## TEXT SEGMENT

********************

Common Household Poisons And Plants To Keep Away From Your Pets
It is not uncommon for typical household poisons, including some foods we enjoy as humans, to be common items for our pets. While most people understand the risk of chemicals and cleaning compounds for dogs, they may not realize that there are other household poisons lurking in the home, and these products and plants may be within easy reach of your pet.
To help in protecting your dog, keeping the following items in secure cupboards or on top shelves out of the reach of your dog is the best option. While puppies and young dogs are more likely to chew and eat items in the home or in the yard, older dogs can also engage in these behaviors, so making it a habit to keep poisons out of the reach of your pet is always the safest solution.
Any type of over-the-counter or prescription medications can be deadly for dogs. Keep pills, cough syrup, tablets, or any type of formulation of medications, herbal supplements, or other types of similar products in cabinets or cupboards well out of reach of your dog is always the safest option. Never give your dog human medications unless you first consult with your vet.

********************

## SUPPLIED MATERIAL
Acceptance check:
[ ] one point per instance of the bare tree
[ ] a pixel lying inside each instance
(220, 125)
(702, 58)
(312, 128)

********************

## WHAT TO DO
Copy the text on household pet poisons, everything from "To help in protecting" down to "the safest solution.".

## ANSWER SECTION
To help in protecting your dog, keeping the following items in secure cupboards or on top shelves out of the reach of your dog is the best option. While puppies and young dogs are more likely to chew and eat items in the home or in the yard, older dogs can also engage in these behaviors, so making it a habit to keep poisons out of the reach of your pet is always the safest solution.